[Location identification entries]
'''

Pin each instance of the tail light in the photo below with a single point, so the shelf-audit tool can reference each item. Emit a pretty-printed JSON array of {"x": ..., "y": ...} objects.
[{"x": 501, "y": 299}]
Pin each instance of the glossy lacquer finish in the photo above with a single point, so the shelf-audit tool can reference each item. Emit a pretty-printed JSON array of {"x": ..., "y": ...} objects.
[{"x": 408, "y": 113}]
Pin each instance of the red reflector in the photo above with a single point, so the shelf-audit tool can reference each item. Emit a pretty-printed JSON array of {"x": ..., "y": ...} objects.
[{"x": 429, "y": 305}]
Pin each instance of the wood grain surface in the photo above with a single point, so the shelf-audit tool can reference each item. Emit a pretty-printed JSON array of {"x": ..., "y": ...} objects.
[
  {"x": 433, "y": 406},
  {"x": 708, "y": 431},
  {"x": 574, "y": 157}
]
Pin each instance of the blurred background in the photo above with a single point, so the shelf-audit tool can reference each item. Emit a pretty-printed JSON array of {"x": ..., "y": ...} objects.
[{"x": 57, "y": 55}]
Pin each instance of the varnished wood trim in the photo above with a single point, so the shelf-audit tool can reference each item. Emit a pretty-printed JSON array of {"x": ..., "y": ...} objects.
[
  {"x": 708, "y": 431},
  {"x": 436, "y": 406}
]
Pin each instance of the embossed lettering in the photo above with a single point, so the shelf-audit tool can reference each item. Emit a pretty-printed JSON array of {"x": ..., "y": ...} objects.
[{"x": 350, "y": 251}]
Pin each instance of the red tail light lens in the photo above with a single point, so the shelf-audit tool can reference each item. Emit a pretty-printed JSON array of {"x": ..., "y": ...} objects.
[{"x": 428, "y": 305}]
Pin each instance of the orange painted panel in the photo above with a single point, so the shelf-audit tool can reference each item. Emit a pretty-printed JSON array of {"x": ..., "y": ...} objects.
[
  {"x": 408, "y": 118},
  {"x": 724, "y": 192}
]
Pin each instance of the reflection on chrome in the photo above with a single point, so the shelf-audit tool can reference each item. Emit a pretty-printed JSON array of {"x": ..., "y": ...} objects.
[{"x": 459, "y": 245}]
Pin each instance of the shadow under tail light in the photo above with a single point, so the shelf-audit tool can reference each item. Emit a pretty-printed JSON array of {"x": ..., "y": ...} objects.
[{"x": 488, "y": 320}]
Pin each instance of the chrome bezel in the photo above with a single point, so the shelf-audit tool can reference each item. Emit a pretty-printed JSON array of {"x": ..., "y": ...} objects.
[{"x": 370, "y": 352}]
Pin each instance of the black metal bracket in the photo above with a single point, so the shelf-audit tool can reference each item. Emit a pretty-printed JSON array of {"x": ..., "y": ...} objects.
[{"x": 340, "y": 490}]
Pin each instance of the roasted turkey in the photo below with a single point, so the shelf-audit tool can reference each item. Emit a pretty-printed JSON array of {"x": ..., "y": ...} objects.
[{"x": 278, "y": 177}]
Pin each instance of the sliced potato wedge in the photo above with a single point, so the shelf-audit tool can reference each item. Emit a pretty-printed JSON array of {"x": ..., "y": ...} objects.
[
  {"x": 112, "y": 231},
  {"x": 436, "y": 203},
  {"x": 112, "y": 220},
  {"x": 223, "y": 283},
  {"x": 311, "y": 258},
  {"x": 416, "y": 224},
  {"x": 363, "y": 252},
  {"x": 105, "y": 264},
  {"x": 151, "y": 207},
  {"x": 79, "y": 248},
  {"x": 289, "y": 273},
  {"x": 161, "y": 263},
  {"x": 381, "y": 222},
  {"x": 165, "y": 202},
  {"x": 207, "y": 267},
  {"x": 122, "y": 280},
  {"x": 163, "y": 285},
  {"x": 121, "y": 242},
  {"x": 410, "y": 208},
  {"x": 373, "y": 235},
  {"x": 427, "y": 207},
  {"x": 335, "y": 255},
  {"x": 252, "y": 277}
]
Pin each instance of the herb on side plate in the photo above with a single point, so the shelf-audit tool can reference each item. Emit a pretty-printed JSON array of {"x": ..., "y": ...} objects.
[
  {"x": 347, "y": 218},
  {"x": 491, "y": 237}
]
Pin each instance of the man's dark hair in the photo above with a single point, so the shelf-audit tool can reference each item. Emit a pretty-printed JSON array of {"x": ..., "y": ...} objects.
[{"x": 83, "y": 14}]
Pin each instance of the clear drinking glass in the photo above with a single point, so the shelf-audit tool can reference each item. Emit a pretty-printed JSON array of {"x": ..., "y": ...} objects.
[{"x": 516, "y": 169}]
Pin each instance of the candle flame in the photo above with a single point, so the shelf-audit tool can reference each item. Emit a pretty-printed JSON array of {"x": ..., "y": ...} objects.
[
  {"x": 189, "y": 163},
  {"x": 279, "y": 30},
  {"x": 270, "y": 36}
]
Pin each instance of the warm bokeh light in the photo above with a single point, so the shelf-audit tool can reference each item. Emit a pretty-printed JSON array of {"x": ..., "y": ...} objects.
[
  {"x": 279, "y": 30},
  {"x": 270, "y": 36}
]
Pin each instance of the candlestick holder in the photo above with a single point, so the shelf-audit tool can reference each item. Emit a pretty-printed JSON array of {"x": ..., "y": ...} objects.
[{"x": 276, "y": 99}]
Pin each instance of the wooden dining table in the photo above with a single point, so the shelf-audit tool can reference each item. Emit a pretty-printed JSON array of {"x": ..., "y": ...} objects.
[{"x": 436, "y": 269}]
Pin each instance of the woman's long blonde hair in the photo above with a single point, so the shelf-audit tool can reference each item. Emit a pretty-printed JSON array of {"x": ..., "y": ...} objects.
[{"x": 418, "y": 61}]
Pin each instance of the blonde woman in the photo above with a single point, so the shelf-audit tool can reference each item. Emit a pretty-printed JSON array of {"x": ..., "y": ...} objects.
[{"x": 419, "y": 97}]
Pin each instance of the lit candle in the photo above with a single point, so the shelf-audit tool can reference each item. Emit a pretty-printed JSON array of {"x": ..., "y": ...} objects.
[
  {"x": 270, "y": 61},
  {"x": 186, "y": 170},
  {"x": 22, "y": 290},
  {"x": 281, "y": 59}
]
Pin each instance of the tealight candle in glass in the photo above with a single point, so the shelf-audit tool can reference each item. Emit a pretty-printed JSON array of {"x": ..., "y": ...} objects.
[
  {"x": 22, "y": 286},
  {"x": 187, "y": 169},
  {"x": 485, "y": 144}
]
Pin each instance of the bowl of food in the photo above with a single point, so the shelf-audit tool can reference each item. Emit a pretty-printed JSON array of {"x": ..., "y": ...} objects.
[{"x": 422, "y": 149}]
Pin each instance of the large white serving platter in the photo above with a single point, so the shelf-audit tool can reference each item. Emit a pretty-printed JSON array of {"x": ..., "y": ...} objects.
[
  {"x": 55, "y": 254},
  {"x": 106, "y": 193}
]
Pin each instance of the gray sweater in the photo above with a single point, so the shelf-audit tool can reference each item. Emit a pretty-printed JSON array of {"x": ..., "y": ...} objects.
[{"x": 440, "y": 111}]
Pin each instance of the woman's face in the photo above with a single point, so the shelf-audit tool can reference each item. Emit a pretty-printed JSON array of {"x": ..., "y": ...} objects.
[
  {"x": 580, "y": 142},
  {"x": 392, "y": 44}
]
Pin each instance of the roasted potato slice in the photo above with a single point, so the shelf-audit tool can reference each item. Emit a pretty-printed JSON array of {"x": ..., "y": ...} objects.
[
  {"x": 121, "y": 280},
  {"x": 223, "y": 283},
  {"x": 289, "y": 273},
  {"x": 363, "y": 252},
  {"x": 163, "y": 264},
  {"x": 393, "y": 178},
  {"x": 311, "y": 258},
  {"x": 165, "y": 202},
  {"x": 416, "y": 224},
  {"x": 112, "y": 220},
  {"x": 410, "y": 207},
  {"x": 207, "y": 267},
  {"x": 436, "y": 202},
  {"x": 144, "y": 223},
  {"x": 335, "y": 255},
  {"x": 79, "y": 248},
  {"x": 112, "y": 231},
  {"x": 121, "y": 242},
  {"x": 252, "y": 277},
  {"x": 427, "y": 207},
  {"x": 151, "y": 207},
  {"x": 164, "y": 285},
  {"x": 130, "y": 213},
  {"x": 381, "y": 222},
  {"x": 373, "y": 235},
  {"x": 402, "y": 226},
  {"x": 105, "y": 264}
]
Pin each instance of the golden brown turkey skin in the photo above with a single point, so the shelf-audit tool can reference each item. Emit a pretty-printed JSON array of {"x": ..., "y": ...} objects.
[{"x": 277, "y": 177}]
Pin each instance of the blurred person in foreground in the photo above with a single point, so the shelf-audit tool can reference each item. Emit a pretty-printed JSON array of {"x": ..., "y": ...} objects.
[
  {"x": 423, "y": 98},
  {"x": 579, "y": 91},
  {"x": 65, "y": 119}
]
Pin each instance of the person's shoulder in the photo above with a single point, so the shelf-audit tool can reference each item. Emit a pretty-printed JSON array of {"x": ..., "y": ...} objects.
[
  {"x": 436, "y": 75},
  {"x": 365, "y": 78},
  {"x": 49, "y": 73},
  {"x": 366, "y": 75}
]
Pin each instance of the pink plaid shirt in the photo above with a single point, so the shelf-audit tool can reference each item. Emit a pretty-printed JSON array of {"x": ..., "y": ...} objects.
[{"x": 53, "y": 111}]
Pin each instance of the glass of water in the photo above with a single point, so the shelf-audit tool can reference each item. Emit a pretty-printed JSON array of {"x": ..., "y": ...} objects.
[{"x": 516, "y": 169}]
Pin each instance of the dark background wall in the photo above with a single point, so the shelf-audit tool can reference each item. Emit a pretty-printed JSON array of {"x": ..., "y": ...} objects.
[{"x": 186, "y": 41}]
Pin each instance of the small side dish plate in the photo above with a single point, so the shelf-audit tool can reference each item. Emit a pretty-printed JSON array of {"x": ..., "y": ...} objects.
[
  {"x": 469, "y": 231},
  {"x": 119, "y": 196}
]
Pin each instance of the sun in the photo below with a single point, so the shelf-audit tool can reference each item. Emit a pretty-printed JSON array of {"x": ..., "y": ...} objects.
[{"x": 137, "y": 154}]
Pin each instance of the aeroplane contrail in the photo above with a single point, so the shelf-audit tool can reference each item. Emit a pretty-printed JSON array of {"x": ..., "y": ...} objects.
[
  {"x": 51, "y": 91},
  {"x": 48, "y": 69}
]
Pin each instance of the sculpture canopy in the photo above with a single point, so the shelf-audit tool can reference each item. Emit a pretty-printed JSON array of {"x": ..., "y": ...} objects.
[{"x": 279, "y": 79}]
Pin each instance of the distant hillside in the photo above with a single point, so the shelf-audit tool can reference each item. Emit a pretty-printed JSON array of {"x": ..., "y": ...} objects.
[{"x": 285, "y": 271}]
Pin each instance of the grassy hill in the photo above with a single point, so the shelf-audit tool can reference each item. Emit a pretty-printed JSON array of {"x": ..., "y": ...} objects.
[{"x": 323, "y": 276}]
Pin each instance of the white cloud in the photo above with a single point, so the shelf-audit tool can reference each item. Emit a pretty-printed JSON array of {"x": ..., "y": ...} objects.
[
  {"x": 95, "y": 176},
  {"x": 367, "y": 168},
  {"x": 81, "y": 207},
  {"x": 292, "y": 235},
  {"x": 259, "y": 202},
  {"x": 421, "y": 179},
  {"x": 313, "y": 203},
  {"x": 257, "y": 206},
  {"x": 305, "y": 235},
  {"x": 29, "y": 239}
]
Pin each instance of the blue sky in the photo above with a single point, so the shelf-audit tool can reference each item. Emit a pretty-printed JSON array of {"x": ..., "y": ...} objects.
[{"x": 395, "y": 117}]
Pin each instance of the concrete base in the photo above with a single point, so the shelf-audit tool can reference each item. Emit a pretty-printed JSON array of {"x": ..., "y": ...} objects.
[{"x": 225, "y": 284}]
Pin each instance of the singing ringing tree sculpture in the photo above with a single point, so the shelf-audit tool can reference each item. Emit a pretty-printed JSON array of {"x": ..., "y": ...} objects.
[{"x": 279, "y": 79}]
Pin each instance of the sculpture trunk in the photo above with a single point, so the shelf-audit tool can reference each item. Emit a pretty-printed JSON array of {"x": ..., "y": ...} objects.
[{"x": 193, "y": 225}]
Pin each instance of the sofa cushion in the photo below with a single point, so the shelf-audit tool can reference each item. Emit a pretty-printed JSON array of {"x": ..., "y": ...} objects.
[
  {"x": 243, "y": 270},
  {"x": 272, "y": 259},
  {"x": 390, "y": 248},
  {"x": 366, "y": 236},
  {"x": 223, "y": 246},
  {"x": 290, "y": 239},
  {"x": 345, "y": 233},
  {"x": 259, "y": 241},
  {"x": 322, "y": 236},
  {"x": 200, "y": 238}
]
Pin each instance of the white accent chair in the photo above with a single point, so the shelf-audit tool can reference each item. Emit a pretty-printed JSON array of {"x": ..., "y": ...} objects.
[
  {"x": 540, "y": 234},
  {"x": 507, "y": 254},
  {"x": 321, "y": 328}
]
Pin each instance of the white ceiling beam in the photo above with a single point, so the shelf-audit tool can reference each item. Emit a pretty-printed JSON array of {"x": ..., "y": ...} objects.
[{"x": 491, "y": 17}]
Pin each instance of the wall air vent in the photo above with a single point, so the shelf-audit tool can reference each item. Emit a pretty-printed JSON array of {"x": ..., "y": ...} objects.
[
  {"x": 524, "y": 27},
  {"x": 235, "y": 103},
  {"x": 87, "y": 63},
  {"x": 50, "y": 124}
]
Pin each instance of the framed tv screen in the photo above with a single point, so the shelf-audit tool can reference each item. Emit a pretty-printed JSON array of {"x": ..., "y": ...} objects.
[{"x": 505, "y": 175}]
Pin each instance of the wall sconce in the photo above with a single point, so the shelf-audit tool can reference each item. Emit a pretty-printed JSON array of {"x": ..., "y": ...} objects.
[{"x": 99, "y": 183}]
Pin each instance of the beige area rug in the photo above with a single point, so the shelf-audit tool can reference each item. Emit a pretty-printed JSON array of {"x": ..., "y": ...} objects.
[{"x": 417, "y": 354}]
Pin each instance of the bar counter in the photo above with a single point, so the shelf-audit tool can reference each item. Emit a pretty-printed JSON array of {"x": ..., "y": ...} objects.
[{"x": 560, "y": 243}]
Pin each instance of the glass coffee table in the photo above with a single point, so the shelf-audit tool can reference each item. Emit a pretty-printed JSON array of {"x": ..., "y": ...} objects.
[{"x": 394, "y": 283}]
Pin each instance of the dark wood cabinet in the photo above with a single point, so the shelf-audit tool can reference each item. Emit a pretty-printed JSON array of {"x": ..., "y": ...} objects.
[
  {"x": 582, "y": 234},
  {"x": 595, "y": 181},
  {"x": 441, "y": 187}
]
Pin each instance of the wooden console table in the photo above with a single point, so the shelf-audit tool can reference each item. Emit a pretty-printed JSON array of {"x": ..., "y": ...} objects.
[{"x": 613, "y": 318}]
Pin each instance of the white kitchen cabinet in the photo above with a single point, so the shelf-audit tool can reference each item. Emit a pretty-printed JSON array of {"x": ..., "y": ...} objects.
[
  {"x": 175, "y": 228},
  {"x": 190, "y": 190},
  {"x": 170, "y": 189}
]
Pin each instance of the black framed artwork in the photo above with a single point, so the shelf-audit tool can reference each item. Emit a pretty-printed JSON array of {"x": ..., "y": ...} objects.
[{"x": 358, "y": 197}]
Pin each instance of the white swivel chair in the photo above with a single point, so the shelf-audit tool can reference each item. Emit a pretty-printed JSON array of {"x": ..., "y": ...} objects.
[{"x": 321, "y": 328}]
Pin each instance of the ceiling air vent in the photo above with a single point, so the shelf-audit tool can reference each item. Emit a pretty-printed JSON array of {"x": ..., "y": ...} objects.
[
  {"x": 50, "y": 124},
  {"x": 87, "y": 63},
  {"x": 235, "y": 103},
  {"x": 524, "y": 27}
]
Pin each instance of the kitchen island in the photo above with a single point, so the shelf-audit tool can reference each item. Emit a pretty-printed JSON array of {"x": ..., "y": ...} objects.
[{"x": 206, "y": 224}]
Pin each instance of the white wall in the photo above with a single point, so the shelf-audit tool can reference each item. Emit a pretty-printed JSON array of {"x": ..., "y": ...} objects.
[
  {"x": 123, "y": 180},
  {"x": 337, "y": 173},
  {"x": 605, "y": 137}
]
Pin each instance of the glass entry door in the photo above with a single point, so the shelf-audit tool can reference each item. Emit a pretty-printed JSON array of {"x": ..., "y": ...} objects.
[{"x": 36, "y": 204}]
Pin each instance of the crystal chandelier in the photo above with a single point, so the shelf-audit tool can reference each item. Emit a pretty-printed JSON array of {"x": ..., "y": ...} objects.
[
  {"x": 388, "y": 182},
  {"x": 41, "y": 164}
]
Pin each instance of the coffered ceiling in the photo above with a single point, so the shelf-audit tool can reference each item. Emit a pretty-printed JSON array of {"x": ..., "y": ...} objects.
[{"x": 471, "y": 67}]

'''

Job. Copy out the entries word for word, from the line that contains "Pin each instance of the white wall" through the end of the entries.

Task output.
Pin each instance of the white wall in the photo above with a single point, so the shelf-audit tool can reference each item. Emit a pretty-printed JSON array of {"x": ..., "y": ...} objects.
[
  {"x": 123, "y": 180},
  {"x": 337, "y": 173},
  {"x": 605, "y": 137}
]
Pin each instance of the glass entry door in the photo above with a single point, so the shelf-audit tool can reference each item. Emit a pretty-printed JSON array of {"x": ..., "y": ...} objects.
[{"x": 36, "y": 204}]
Pin each instance of the crystal chandelier in the photo above with a single point, so the shelf-audit tool can reference each item. Emit a pretty-printed JSON array of {"x": ..., "y": ...} objects.
[
  {"x": 388, "y": 182},
  {"x": 41, "y": 164}
]
Pin each instance of the coffered ceiling in the photo above with a single point, so the shelf-audit tool can reference each item. Emit a pretty-printed JSON array of {"x": ..., "y": ...} objects.
[{"x": 471, "y": 67}]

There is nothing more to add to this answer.